GIVEN ENTRIES:

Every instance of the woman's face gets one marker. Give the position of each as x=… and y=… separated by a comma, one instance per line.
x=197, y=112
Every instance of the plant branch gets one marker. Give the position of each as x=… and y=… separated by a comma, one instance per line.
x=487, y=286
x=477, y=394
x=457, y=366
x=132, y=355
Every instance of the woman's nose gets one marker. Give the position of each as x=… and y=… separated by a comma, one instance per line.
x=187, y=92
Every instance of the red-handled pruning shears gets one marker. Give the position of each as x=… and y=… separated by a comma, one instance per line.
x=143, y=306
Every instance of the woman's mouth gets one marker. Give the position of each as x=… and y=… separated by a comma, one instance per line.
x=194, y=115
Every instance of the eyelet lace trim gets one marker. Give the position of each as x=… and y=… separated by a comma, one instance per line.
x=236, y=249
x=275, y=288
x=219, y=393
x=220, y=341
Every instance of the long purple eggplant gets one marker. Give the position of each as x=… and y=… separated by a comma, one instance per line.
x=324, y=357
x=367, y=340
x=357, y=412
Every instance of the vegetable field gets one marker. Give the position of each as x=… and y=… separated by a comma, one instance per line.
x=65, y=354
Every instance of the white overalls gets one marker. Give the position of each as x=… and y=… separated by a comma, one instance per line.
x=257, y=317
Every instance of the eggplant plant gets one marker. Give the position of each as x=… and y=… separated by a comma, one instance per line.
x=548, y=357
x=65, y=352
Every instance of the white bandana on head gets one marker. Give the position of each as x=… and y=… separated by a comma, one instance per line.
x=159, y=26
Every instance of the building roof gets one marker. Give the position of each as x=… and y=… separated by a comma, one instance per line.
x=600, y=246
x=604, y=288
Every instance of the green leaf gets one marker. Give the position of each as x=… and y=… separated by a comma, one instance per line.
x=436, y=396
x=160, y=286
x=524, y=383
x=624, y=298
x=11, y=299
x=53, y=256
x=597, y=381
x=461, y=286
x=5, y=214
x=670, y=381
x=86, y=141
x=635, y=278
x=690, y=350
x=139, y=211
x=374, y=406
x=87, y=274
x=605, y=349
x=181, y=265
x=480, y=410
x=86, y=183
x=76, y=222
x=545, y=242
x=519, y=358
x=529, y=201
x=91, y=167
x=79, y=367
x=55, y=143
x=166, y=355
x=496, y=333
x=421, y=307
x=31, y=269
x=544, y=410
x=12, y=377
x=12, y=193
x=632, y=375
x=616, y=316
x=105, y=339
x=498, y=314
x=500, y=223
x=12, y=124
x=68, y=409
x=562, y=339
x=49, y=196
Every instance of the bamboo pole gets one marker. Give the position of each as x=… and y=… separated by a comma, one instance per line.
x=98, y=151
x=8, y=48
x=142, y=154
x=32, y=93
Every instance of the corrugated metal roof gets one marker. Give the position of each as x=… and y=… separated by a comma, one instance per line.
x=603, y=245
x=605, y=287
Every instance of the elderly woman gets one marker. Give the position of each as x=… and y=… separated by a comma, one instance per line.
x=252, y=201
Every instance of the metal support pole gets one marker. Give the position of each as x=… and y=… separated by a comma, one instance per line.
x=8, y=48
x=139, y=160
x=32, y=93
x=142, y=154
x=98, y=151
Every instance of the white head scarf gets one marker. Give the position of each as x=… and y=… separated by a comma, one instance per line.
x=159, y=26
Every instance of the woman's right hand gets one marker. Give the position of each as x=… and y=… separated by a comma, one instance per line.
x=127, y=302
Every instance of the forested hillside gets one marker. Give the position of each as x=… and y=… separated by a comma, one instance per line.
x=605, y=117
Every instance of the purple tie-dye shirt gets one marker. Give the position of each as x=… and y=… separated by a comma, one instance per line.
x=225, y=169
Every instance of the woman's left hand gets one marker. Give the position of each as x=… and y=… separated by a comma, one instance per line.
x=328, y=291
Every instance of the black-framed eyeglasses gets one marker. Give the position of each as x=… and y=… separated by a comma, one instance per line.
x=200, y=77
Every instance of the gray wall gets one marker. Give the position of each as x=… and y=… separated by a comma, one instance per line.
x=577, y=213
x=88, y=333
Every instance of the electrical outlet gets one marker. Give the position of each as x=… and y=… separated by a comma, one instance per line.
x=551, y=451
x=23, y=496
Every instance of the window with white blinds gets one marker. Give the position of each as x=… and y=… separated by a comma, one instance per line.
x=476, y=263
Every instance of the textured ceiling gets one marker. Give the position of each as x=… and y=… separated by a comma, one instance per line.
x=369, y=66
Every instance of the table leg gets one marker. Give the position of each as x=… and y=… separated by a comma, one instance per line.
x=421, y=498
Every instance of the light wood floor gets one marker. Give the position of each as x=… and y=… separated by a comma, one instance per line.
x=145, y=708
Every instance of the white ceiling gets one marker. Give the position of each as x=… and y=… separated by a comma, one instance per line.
---
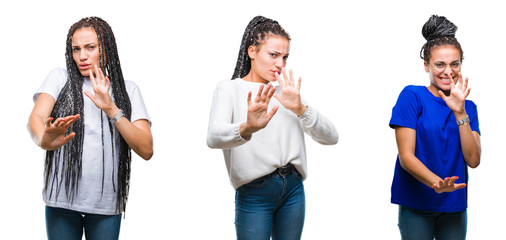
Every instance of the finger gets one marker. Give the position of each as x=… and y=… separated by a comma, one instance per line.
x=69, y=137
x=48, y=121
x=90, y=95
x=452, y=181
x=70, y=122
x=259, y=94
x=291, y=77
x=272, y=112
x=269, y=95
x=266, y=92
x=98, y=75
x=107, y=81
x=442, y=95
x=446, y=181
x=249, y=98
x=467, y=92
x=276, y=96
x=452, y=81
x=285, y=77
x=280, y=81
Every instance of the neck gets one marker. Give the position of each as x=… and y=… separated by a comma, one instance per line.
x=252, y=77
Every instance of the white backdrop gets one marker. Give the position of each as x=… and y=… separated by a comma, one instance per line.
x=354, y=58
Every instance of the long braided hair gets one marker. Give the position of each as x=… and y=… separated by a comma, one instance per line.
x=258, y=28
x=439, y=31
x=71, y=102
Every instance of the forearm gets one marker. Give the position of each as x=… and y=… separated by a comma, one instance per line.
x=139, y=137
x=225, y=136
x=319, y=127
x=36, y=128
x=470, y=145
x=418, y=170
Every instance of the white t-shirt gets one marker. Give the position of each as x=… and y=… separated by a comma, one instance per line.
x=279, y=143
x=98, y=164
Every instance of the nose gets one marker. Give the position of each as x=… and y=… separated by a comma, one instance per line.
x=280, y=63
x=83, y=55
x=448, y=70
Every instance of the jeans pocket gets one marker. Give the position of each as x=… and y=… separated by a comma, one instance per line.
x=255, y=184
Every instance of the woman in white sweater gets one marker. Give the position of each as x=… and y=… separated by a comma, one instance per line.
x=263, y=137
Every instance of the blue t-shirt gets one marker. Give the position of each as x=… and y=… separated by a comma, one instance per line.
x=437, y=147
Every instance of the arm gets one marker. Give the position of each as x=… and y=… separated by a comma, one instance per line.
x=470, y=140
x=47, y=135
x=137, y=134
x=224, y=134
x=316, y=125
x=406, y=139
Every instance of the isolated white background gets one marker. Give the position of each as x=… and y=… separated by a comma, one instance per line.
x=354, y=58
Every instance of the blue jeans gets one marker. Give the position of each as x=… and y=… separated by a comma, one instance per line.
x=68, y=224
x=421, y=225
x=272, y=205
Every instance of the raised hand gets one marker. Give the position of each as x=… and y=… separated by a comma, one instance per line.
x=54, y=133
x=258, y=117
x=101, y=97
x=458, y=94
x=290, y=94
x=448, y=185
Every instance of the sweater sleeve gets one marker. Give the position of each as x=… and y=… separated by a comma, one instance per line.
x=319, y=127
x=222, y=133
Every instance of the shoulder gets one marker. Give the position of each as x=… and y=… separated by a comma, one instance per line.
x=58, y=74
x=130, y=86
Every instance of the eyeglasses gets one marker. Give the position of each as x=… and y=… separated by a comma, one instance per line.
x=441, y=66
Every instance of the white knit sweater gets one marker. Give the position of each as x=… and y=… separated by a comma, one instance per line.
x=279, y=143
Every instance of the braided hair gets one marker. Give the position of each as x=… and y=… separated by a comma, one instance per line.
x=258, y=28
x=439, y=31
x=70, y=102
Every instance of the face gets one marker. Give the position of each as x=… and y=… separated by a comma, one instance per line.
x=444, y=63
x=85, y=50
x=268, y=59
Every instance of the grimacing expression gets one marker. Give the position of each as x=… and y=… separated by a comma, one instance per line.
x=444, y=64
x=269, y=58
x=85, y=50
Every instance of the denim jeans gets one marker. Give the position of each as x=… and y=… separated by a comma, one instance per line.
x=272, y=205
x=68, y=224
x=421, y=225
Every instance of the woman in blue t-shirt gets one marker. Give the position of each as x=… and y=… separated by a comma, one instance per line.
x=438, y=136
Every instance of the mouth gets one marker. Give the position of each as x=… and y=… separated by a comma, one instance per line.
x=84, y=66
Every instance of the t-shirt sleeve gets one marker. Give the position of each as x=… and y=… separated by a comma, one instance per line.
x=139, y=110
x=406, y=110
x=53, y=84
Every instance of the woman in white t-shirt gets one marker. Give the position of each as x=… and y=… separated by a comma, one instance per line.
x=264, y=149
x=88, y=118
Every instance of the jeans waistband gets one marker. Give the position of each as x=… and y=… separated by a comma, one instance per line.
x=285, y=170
--
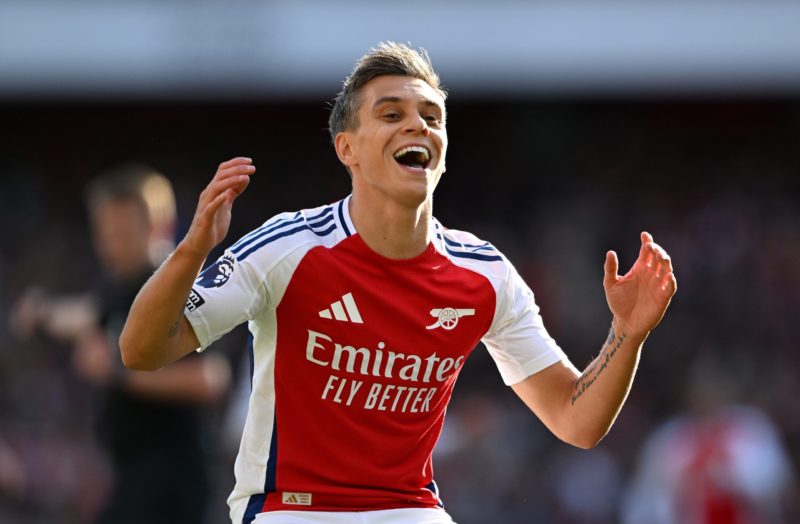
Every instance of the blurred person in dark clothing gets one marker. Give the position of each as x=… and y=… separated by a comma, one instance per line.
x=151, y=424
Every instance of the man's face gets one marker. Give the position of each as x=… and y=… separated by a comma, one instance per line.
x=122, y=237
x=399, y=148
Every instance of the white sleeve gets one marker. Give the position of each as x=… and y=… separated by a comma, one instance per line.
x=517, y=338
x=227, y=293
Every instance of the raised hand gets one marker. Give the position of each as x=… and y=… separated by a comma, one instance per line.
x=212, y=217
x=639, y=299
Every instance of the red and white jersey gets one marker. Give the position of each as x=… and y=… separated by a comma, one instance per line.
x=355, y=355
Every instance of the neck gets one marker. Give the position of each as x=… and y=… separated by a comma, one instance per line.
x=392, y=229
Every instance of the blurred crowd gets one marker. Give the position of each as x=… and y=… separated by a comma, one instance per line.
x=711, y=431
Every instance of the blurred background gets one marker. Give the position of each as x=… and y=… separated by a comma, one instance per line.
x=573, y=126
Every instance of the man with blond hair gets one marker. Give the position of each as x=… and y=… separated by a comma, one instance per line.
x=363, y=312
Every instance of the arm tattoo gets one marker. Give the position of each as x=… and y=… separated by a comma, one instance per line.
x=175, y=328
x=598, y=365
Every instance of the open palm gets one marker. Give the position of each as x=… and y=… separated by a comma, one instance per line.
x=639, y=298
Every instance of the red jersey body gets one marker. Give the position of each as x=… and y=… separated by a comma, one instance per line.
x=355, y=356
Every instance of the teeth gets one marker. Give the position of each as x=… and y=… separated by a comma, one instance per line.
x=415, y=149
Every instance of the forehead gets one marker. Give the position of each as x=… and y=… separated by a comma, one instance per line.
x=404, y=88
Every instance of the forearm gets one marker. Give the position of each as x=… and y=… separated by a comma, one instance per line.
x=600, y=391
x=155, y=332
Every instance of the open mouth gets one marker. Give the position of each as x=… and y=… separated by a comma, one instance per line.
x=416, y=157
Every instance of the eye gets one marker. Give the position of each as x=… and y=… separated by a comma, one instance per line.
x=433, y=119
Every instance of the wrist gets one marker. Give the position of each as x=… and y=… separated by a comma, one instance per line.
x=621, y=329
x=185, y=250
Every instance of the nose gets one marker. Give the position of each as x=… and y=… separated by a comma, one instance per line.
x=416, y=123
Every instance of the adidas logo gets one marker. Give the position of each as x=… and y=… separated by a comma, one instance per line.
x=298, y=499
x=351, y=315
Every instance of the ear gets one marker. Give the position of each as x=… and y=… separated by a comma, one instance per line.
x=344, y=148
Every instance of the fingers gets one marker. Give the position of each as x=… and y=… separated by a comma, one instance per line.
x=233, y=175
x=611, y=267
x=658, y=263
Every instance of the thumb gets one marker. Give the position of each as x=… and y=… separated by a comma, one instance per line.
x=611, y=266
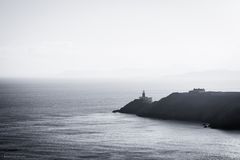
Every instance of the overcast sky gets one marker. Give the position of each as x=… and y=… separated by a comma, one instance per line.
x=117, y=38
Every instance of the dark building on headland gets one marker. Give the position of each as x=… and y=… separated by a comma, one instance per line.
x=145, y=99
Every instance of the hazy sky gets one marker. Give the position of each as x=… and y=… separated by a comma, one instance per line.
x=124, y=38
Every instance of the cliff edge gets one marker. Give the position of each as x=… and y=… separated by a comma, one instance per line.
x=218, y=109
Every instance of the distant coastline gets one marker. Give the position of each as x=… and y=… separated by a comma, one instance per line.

AIM OF THE TASK: Look through the data above and return exactly the lines from the one that contains "Every instance of the overcast" to the one that contains "Every instance of the distant", inclusive, with nothing else.

ANSWER BOX:
Every instance of the overcast sky gets one marker. Give the position of each as x=… and y=… separated by a comma, one instance per line.
x=117, y=38
Every instance of the dark building on headland gets one marker. Give the position of each as x=… and y=… separated by a comma, one instance per line.
x=145, y=99
Every instance of the hazy sky gets one marker. Give the position of each as x=… and y=… separated by a comma, one instance per line.
x=124, y=38
Every instance of the cliff edge gets one marker. Give the position of each as x=… and y=… separated by a comma, one instance per line.
x=218, y=109
Every instance of the distant coastline gets one marker. Give the position of each as x=… and y=… separated by a comma, one instance per line.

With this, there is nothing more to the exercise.